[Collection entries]
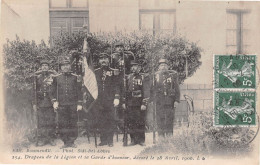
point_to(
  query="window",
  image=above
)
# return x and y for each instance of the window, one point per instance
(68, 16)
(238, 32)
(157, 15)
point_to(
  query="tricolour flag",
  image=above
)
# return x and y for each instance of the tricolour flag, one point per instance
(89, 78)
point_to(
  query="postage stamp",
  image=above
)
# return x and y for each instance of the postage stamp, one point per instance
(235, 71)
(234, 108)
---
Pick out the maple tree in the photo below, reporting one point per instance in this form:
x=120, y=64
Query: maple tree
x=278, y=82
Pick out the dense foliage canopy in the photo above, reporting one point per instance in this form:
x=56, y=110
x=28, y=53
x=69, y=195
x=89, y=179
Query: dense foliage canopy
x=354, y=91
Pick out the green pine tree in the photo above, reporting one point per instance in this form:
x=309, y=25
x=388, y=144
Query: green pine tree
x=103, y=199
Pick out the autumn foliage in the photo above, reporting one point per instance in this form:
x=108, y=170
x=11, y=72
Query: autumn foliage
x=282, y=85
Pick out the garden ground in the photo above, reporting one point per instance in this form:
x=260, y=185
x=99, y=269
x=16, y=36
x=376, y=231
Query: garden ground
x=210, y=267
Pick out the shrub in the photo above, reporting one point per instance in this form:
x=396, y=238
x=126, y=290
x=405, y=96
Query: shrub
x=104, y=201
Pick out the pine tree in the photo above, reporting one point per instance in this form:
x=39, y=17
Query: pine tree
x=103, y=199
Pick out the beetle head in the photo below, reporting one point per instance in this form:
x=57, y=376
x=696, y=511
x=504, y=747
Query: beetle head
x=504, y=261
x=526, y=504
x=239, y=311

• _REQUIREMENT_:
Show each line in the data where the string "below" appears.

• _EXERCISE RESULT_:
Pick out the maple tree in the photo below, reporting one point per instance in this form:
Pick out the beetle head in the photo below, reporting one point per instance in this form:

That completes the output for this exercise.